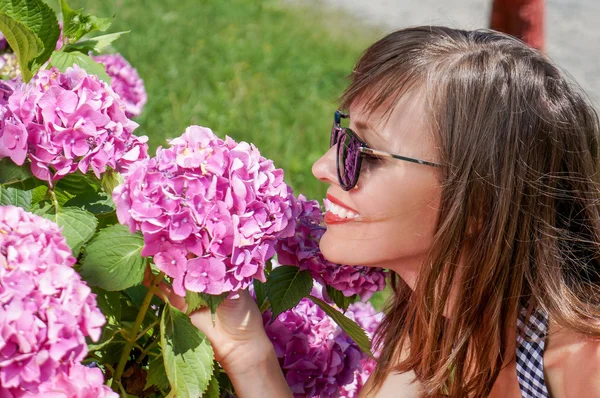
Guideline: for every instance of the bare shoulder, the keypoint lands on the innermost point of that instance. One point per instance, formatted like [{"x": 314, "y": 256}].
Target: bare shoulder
[
  {"x": 572, "y": 364},
  {"x": 396, "y": 385}
]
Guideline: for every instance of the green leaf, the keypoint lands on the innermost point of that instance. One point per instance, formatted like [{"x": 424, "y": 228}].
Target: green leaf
[
  {"x": 109, "y": 333},
  {"x": 286, "y": 286},
  {"x": 348, "y": 325},
  {"x": 260, "y": 291},
  {"x": 78, "y": 183},
  {"x": 32, "y": 51},
  {"x": 157, "y": 375},
  {"x": 11, "y": 174},
  {"x": 187, "y": 353},
  {"x": 213, "y": 390},
  {"x": 15, "y": 197},
  {"x": 95, "y": 202},
  {"x": 109, "y": 303},
  {"x": 63, "y": 60},
  {"x": 95, "y": 44},
  {"x": 77, "y": 24},
  {"x": 194, "y": 301},
  {"x": 339, "y": 299},
  {"x": 213, "y": 301},
  {"x": 78, "y": 226},
  {"x": 110, "y": 180},
  {"x": 112, "y": 259},
  {"x": 38, "y": 194}
]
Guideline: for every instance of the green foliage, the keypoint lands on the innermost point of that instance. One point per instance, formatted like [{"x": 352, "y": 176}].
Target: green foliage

Instructions for the task:
Only those lines of the entries above that run from the line containing "Target: bare shoulder" to the line containing "Guideline: for every instance of the green leaf, the", both included, should be transcribed exactly.

Exercise result:
Target: bare shoulder
[
  {"x": 572, "y": 364},
  {"x": 396, "y": 385}
]
Guideline: for every instance of the green leaf, the keypoint lands on the innermost point of that instance. One point per instance, formatted like [{"x": 424, "y": 228}].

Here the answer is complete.